■ What the exercise asks ■
How many lines in the records below contain the string "path"? Case counts. Reply with the number alone.

# # # #

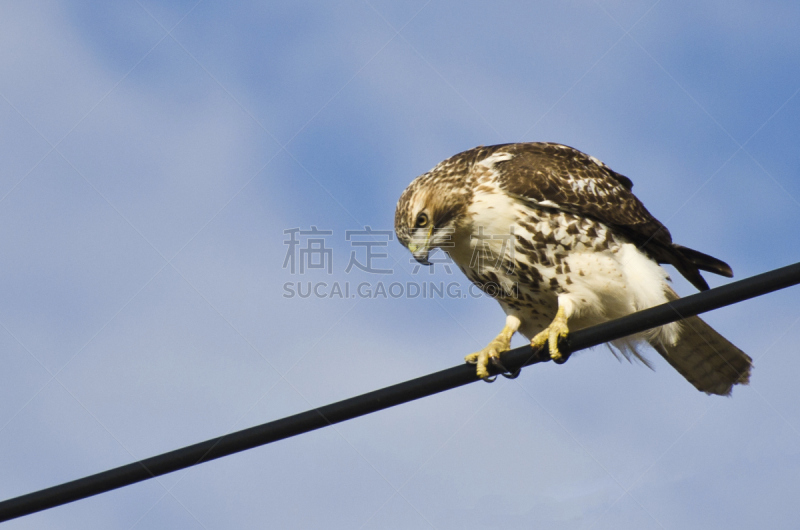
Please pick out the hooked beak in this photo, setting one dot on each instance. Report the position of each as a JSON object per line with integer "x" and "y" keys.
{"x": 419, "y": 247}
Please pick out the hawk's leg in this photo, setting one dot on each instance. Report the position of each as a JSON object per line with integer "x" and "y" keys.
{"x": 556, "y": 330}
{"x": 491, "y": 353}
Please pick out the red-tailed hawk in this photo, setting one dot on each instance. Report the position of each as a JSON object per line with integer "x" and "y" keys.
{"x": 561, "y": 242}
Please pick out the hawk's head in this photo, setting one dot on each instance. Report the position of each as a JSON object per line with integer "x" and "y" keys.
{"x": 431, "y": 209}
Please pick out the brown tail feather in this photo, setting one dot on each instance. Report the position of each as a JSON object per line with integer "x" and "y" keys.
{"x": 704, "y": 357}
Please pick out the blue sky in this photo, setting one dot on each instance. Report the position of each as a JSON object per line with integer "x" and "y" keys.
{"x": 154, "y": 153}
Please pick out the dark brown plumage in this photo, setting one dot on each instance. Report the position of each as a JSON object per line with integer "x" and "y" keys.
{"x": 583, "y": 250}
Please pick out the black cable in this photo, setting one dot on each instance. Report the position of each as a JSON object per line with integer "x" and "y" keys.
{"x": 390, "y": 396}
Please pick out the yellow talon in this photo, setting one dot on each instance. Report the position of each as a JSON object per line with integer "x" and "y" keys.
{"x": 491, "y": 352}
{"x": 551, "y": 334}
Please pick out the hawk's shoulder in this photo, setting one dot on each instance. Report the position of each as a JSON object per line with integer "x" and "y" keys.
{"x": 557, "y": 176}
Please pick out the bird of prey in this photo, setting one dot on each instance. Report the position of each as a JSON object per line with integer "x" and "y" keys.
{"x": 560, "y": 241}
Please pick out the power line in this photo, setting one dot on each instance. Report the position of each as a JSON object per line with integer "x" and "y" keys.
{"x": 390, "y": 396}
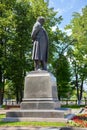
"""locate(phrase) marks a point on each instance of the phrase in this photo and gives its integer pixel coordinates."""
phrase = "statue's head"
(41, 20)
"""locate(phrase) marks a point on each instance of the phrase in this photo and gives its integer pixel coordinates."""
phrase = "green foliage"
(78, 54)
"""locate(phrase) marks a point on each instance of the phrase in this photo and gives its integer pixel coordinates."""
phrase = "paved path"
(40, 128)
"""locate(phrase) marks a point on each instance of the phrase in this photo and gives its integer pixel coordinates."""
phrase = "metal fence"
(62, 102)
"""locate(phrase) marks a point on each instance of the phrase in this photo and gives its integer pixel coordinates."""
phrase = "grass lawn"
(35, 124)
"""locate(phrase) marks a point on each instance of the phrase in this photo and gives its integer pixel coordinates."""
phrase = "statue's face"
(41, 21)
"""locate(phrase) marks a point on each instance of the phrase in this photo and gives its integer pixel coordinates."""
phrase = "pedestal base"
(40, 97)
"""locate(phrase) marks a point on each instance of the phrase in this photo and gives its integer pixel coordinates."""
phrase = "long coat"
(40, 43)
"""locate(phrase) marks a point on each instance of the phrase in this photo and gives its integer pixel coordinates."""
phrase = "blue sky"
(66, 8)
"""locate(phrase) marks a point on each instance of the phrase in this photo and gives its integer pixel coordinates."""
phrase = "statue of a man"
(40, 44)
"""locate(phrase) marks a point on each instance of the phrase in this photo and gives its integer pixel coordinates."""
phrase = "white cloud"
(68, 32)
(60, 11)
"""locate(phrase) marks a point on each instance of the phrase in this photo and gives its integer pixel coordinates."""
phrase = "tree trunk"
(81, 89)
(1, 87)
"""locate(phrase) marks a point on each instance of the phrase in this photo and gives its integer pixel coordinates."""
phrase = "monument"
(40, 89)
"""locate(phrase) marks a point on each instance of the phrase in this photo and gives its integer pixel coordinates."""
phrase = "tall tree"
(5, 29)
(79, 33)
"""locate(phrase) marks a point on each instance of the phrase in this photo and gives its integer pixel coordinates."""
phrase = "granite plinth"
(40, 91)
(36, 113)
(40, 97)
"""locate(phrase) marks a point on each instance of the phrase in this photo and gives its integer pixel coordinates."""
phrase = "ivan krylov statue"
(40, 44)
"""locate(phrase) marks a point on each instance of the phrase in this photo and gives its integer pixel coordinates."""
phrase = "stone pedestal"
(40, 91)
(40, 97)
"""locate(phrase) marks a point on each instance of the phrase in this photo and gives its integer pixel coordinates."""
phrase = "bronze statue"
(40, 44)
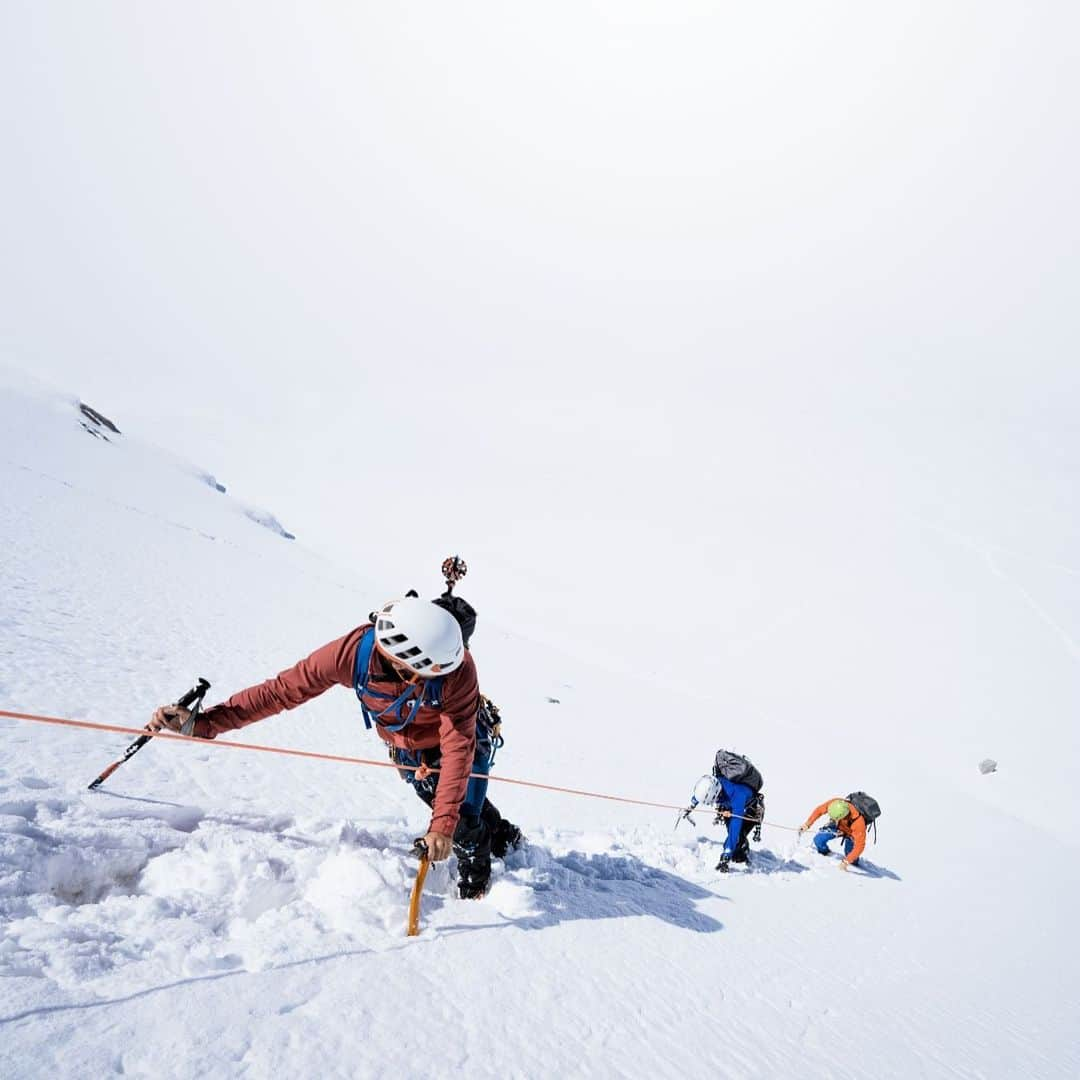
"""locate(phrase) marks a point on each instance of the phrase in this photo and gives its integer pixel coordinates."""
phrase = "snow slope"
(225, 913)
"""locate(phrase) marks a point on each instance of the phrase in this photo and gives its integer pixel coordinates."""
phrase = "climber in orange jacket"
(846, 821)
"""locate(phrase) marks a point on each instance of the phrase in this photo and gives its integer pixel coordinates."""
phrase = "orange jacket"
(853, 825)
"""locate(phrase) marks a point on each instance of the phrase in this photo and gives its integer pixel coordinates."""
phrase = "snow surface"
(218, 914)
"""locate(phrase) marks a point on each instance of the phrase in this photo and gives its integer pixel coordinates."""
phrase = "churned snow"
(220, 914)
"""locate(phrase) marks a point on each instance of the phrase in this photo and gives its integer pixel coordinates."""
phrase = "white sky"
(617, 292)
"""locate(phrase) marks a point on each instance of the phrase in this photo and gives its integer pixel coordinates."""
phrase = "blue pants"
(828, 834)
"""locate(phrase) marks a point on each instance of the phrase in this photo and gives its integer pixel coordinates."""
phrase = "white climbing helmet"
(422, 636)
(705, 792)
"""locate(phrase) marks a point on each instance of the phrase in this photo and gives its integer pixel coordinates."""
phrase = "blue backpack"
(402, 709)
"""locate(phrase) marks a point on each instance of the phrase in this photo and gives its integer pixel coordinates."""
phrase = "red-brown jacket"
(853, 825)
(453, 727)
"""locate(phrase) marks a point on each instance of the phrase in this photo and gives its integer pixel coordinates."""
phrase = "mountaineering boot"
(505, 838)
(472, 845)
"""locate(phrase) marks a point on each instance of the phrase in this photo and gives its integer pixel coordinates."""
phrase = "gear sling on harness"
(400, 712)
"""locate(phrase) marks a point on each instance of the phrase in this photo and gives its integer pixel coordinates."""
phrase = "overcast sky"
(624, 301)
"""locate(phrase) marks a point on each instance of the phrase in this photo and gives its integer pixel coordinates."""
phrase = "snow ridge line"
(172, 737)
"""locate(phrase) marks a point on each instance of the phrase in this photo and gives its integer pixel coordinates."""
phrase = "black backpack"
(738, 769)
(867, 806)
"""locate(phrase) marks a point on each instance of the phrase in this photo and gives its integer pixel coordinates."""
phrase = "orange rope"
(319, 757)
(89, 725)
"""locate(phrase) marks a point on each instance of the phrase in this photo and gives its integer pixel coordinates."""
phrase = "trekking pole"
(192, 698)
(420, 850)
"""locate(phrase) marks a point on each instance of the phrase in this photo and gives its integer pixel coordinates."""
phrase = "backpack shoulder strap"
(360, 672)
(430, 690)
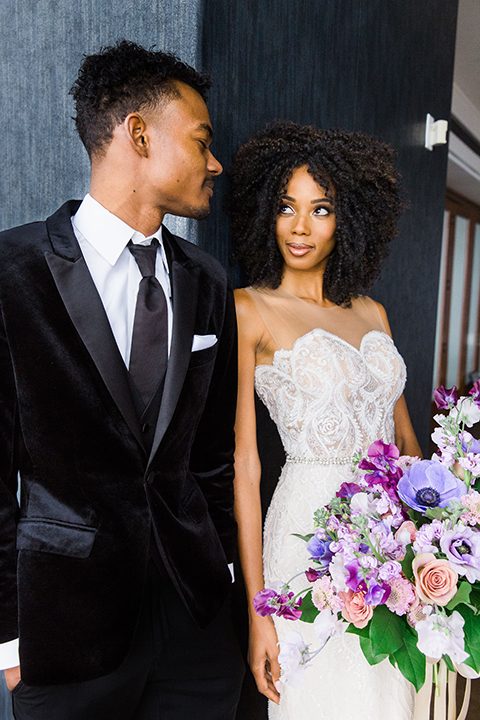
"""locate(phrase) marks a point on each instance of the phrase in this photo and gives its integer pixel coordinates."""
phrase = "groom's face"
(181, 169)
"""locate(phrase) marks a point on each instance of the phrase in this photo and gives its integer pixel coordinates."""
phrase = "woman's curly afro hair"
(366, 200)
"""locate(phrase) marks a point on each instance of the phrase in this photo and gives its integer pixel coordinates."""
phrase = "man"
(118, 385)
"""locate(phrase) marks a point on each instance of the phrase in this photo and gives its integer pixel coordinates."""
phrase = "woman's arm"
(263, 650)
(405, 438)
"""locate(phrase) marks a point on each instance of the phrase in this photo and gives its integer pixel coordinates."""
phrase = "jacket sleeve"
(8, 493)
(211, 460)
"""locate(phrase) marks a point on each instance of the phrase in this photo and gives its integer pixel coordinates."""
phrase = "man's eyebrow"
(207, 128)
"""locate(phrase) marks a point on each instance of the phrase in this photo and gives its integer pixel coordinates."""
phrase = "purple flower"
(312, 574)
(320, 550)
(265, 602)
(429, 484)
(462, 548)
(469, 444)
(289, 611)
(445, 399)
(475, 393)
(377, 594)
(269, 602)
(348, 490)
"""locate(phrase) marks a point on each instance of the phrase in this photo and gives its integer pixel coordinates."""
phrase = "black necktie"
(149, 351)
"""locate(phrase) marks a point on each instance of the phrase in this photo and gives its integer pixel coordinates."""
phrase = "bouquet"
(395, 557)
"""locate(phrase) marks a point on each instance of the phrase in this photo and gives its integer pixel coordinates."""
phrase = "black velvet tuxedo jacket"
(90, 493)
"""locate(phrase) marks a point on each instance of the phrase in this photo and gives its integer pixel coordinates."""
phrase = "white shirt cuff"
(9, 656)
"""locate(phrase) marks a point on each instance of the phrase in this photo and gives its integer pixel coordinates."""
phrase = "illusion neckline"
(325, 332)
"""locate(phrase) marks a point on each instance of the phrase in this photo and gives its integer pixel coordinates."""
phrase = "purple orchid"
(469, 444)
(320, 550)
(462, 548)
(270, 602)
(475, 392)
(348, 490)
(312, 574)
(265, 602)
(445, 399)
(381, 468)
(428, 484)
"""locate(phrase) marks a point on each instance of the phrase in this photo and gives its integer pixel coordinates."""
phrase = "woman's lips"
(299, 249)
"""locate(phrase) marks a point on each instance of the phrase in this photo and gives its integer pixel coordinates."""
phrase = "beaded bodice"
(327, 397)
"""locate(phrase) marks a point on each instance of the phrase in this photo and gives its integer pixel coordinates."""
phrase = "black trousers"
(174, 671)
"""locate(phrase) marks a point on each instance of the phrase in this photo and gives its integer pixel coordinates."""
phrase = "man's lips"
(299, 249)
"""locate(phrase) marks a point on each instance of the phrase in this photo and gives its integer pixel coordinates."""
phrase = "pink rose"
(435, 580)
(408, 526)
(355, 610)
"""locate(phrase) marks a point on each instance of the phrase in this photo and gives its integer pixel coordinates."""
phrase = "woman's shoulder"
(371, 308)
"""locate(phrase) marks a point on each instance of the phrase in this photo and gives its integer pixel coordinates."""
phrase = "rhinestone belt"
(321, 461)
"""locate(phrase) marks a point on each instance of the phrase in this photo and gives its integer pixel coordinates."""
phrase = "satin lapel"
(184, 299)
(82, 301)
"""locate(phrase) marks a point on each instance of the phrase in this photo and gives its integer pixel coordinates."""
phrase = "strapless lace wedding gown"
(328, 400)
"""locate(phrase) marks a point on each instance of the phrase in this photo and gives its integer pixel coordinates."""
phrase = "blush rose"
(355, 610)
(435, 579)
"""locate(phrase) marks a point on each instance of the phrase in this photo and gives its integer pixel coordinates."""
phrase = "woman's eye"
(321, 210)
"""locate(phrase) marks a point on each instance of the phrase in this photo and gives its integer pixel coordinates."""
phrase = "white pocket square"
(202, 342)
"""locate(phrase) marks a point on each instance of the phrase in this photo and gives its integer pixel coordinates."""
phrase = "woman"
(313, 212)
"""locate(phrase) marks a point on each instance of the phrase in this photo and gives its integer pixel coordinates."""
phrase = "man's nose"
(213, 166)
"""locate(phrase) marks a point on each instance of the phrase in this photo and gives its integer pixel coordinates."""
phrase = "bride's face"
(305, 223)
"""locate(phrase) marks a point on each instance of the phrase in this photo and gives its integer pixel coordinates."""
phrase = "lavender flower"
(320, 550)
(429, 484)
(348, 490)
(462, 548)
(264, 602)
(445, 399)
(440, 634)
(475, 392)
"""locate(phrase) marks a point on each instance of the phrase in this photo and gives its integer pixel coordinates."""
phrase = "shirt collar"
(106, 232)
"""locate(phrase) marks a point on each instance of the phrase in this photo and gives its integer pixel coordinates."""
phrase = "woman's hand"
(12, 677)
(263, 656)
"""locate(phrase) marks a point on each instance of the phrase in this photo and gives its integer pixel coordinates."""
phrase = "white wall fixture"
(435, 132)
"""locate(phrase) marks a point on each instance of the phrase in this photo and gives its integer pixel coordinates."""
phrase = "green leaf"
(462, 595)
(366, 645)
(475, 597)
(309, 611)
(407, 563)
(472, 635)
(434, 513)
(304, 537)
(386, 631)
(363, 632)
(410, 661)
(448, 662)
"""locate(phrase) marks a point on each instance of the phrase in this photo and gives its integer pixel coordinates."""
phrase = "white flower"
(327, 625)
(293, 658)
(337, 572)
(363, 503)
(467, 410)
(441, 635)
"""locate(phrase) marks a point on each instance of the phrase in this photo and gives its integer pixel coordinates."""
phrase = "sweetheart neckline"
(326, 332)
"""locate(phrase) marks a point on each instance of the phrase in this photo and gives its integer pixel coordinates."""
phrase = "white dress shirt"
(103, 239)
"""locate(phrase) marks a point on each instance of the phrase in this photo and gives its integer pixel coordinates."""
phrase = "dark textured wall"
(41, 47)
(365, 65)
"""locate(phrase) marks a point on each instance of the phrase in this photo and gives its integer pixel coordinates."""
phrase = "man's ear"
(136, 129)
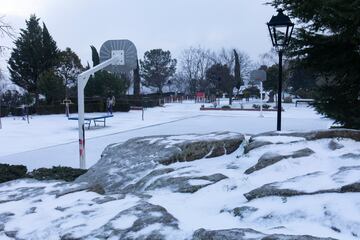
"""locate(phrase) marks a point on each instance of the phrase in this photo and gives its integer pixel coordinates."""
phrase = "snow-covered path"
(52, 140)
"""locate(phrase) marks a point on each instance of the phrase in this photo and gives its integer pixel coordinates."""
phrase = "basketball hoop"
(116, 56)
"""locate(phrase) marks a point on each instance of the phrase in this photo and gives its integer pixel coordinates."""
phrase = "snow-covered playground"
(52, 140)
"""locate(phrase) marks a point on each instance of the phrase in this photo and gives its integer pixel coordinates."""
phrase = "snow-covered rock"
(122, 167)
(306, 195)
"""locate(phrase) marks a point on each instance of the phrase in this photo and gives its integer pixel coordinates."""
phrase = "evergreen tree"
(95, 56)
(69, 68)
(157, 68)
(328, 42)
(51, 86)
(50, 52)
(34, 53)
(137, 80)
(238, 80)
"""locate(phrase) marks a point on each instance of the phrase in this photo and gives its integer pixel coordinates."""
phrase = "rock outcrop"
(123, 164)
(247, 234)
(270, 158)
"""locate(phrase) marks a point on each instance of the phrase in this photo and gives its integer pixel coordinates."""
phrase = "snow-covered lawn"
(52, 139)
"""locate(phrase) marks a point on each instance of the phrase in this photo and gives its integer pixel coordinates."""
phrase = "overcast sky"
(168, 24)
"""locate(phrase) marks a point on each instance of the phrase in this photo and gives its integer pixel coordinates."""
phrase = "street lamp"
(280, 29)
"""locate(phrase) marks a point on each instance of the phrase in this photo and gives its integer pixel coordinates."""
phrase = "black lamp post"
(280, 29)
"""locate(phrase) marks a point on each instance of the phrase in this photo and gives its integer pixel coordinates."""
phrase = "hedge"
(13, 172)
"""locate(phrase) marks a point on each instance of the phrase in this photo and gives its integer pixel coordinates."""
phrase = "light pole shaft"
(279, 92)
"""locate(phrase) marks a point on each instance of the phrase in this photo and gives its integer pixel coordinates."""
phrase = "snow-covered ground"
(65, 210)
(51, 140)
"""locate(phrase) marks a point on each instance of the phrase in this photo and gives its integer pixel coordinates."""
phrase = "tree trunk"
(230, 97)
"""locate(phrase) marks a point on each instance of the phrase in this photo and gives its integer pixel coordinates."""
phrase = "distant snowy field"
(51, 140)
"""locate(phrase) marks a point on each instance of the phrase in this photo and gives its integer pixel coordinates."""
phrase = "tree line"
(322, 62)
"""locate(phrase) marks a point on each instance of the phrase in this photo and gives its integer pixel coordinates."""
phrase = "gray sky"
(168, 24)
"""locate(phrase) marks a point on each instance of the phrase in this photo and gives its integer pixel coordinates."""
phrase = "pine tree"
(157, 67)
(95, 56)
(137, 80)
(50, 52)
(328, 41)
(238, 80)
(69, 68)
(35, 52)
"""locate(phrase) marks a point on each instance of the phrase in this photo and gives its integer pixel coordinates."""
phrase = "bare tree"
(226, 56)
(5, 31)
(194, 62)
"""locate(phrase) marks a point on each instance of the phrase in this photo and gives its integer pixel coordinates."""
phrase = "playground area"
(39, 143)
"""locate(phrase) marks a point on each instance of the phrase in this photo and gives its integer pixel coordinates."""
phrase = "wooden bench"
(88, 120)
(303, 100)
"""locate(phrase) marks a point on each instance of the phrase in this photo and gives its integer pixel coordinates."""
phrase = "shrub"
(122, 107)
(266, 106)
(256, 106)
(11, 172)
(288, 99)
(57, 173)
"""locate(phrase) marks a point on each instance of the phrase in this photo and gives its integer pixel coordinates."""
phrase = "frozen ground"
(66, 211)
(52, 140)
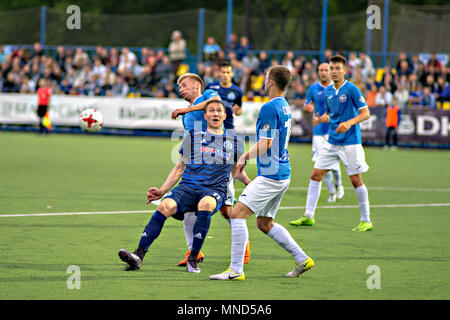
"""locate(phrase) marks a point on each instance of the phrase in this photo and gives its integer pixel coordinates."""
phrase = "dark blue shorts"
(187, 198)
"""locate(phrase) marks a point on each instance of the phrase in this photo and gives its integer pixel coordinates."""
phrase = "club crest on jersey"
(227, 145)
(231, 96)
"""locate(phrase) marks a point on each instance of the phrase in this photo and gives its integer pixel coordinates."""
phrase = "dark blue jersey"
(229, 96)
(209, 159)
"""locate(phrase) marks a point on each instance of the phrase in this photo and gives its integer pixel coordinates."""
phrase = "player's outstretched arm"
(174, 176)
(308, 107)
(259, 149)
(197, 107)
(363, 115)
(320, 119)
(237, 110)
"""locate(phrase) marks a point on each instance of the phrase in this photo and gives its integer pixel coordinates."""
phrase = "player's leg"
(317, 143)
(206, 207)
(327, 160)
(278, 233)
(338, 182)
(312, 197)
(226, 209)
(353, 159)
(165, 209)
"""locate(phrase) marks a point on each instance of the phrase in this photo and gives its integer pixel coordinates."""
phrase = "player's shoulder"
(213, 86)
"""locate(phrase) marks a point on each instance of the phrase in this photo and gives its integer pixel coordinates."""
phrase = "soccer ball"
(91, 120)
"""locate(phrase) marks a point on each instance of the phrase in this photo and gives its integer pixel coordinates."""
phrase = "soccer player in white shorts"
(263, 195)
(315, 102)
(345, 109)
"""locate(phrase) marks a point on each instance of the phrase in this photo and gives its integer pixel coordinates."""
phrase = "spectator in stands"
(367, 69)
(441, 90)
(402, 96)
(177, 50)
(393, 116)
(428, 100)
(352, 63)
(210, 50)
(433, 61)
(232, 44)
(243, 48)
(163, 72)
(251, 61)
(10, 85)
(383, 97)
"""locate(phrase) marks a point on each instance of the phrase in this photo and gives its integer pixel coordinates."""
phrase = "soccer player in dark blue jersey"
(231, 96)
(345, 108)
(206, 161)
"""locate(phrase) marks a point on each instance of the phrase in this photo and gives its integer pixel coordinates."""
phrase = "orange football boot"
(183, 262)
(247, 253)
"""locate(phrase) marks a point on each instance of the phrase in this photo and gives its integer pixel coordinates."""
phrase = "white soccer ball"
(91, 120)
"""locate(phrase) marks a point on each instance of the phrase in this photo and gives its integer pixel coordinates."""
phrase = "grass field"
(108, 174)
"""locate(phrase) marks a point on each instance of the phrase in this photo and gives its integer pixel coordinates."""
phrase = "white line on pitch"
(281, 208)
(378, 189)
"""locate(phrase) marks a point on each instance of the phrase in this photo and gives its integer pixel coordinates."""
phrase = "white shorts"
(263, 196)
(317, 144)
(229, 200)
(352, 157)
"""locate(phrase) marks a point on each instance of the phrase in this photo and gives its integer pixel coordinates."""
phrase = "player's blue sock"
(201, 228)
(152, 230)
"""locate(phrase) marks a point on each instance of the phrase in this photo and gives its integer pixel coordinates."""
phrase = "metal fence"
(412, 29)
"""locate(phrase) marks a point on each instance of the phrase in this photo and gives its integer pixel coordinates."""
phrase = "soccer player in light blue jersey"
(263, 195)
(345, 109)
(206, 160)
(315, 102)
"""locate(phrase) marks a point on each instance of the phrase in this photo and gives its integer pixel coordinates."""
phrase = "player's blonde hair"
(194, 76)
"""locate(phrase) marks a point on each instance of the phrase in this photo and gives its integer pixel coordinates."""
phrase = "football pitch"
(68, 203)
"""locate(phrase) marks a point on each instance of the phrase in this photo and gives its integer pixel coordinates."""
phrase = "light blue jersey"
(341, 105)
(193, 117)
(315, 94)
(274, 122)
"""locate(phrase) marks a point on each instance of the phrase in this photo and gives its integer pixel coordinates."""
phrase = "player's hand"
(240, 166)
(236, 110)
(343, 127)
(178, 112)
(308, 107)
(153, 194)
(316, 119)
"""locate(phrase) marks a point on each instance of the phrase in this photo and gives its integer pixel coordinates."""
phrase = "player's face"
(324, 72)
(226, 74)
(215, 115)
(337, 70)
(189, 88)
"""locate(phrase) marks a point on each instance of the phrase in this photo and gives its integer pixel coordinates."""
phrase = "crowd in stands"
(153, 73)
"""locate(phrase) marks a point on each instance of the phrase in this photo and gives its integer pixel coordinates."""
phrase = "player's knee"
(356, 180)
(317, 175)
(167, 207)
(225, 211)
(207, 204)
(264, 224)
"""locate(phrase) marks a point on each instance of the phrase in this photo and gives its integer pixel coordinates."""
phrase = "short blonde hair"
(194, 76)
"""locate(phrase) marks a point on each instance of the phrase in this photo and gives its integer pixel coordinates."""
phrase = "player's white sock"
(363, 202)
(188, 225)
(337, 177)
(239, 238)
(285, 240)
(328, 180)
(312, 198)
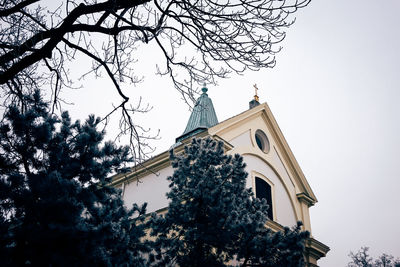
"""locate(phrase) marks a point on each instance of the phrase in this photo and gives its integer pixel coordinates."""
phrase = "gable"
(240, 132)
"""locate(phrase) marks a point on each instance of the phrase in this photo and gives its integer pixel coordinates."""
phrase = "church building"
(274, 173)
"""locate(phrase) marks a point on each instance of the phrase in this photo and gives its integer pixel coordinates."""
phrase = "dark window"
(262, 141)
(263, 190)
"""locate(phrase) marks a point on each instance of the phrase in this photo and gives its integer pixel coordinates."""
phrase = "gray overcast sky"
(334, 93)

# # # #

■ Written reply ■
2